**Task list**.
- A) In the piece on the BBC's online archive, who is described as currently the Middle East Editor of BBC Online?
- B) From the piece on the BBC's online archive, write out the stretch from "For news stories, the" through "tanks and helicopters.".

**Selected excerpt**.
__________________________________________________

As we all know, nothing disappears from the internet – for better or for worse. That fact raises questions about the responsibility of the BBC to ensure that archive material accessible via its website meets the same standards of accuracy as are demanded of contemporary reporting. 

The BBC’s Editorial Guidelines include a sub-section entitled Managing Online Content which, inter alia, states:

“Unless content is specifically made available only for a limited time period, there is a presumption that material published online will become part of a permanently accessible archive and will not normally be removed.

For news stories, the archive is intended to act as a permanent public record.”

But what happens when that “permanent public record” is inaccurate or misleading? Should the BBC be obliged to clearly label it as such or even to remove the webpage? 

One example of such BBC material still available on the internet are its many reports on the Jenin Massacre that never was. 

This article from April 6th 2002, for example, (also available at another URL) states that:

“Residents at the Jenin refugee camp said they feared a “massacre” was taking place, and one Palestinian fighter said he had counted 30 dead bodies.”


“Palestinians said there had been intense bombardment through the night by Israeli tanks and helicopters.

“I myself counted 30 dead bodies. There are a tremendous number of injured people. The international community will be shocked at the number of injured people,” a Palestinian fighter named Abu Irmail told Reuters news agency.”

This report by Tarik Kafala – currently the Middle East Editor of BBC Online – from April 12th 2002 states:

“Palestinians have called on the United Nations to investigate what they claim is an Israeli massacre of Palestinians.”


“Palestinians say there were extra-judicial executions in the camp – an accusation strongly denied by the Israeli Defence Force (IDF).”


“According to Palestinian sources, the IDF buried the bodies of dozens of Palestinians killed in fighting in a mass grave and used bulldozers to cover them up – again a charge vehemently denied by the Israeli army.”

Reporting on April 11th 2002, the BBC’s Alan Johnston repeated unverified allegations from a Palestinian source:

“He tells me that he saw people who had been tortured.”

This article from April 15th 2002 says:

“Palestinians have alleged that a massacre took place during the battle in the camp, and have said the army had begun burying the dead to conceal evidence. The allegations have brought international condemnation.”


“The allegations of a massacre in Jenin have sparked condemnation from around the world.

__________________________________________________

[Region labeling entries]
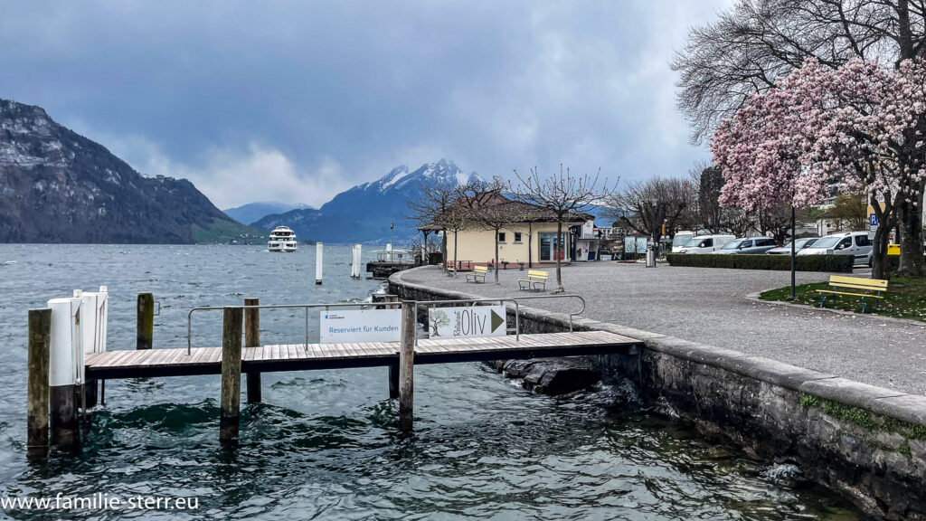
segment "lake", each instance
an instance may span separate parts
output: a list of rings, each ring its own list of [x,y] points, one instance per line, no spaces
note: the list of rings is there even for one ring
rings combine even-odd
[[[365,257],[371,257],[367,247]],[[357,301],[349,247],[271,254],[245,246],[0,245],[0,498],[184,497],[195,510],[7,510],[17,519],[862,519],[791,467],[707,442],[644,406],[627,382],[560,398],[482,363],[416,368],[413,435],[397,426],[385,368],[263,375],[241,443],[219,447],[219,376],[111,381],[73,454],[30,464],[26,311],[109,288],[108,349],[134,349],[135,298],[161,304],[155,348],[186,345],[196,306]],[[220,343],[220,312],[194,346]],[[318,318],[310,321],[317,335]],[[263,311],[264,342],[298,343],[302,311]]]

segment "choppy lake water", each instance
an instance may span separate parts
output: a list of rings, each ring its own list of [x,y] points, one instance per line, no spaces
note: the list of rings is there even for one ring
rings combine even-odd
[[[367,254],[369,257],[369,252]],[[30,465],[26,311],[75,288],[109,287],[109,349],[134,348],[135,296],[161,302],[155,347],[183,347],[195,306],[363,299],[350,251],[257,247],[0,245],[0,498],[188,497],[186,511],[17,511],[17,519],[860,519],[780,466],[712,445],[632,389],[532,394],[480,363],[416,368],[416,429],[399,433],[385,368],[263,375],[243,405],[241,445],[219,448],[218,376],[110,381],[77,454]],[[317,319],[311,321],[313,326]],[[301,341],[302,311],[263,311],[261,339]],[[313,331],[314,334],[314,331]],[[220,341],[220,312],[194,346]],[[244,400],[243,400],[244,403]]]

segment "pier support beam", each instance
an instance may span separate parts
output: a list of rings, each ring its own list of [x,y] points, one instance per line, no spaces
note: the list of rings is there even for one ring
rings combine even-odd
[[[399,428],[412,429],[414,419],[415,373],[414,302],[402,304],[402,342],[399,348]]]
[[[322,243],[315,243],[315,284],[321,284],[321,266],[324,248],[325,246]]]
[[[241,413],[242,308],[222,311],[222,398],[219,417],[219,441],[223,446],[238,442]]]
[[[29,390],[26,446],[31,453],[48,448],[48,360],[51,350],[52,311],[29,310]]]
[[[150,349],[155,336],[155,296],[151,292],[138,294],[138,334],[136,349]]]
[[[398,295],[383,295],[382,301],[386,302],[382,306],[386,310],[394,310],[399,307]],[[391,304],[390,304],[391,303]],[[399,397],[399,366],[397,363],[389,366],[389,398],[394,400]]]
[[[259,299],[244,299],[245,306],[259,306]],[[244,347],[260,347],[260,310],[244,310]],[[260,402],[260,372],[247,372],[247,402]]]

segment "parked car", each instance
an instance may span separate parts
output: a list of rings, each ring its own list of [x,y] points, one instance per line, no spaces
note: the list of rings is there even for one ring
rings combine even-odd
[[[797,239],[795,242],[795,252],[798,252],[805,248],[810,248],[813,243],[817,242],[820,237],[804,237],[802,239]],[[769,251],[766,251],[768,255],[791,255],[791,242],[788,241],[784,243],[784,246],[781,248],[773,248]]]
[[[775,248],[775,239],[771,237],[742,237],[733,239],[714,251],[714,255],[761,255]]]
[[[817,239],[809,248],[797,252],[797,255],[852,255],[856,264],[871,265],[871,240],[868,232],[845,232],[831,234]]]
[[[672,253],[678,253],[694,236],[694,232],[678,232],[672,237]]]
[[[679,250],[679,253],[710,253],[735,238],[733,235],[699,235],[692,237]]]

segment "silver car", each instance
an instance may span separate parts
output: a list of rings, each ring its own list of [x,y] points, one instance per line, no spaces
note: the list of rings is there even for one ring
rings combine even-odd
[[[804,237],[803,239],[797,239],[795,242],[795,253],[804,249],[805,248],[810,248],[819,238],[820,237]],[[784,246],[780,248],[773,248],[769,251],[766,251],[766,253],[768,255],[791,255],[791,243],[785,243]]]
[[[770,237],[743,237],[728,242],[714,254],[761,255],[775,246],[775,239]]]

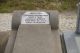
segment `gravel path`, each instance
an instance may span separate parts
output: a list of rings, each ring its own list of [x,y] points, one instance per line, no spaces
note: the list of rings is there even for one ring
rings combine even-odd
[[[59,27],[62,31],[75,30],[77,15],[75,12],[64,12],[59,15]],[[0,13],[0,31],[11,30],[12,13]]]

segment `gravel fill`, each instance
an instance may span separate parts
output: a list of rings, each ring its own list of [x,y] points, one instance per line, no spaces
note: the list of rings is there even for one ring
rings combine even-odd
[[[64,12],[59,14],[59,28],[62,31],[76,29],[77,14]],[[12,13],[0,13],[0,31],[11,30]]]

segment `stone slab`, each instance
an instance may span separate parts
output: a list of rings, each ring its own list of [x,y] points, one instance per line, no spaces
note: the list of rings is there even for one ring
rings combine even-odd
[[[12,53],[61,53],[57,35],[50,25],[20,25]]]

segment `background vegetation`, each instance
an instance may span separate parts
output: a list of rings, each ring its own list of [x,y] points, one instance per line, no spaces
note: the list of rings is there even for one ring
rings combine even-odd
[[[0,12],[14,10],[75,10],[77,0],[0,0]]]

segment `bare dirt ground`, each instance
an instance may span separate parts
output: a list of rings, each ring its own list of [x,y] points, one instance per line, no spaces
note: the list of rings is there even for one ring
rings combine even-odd
[[[76,12],[63,12],[59,14],[59,28],[62,31],[75,30]],[[0,31],[11,30],[12,13],[0,13]]]

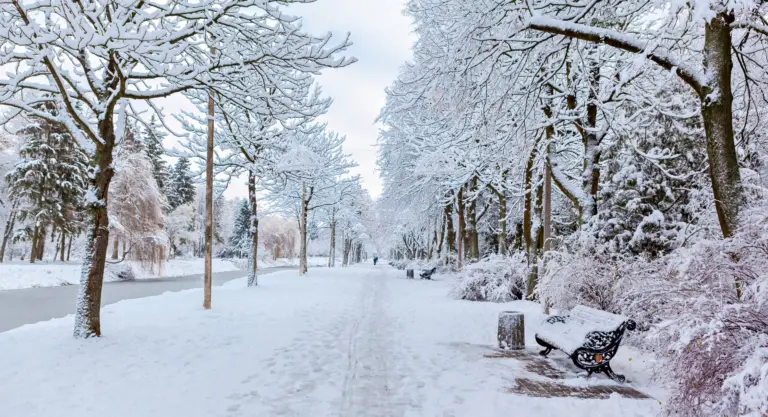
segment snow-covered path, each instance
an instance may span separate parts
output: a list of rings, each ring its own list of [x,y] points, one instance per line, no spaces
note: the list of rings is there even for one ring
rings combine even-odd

__________________________________________________

**Answers to the tasks**.
- A) Tarik Kafala

- B)
For news stories, the archive is intended to act as a permanent public record.”

But what happens when that “permanent public record” is inaccurate or misleading? Should the BBC be obliged to clearly label it as such or even to remove the webpage? 

One example of such BBC material still available on the internet are its many reports on the Jenin Massacre that never was. 

This article from April 6th 2002, for example, (also available at another URL) states that:

“Residents at the Jenin refugee camp said they feared a “massacre” was taking place, and one Palestinian fighter said he had counted 30 dead bodies.”


“Palestinians said there had been intense bombardment through the night by Israeli tanks and helicopters.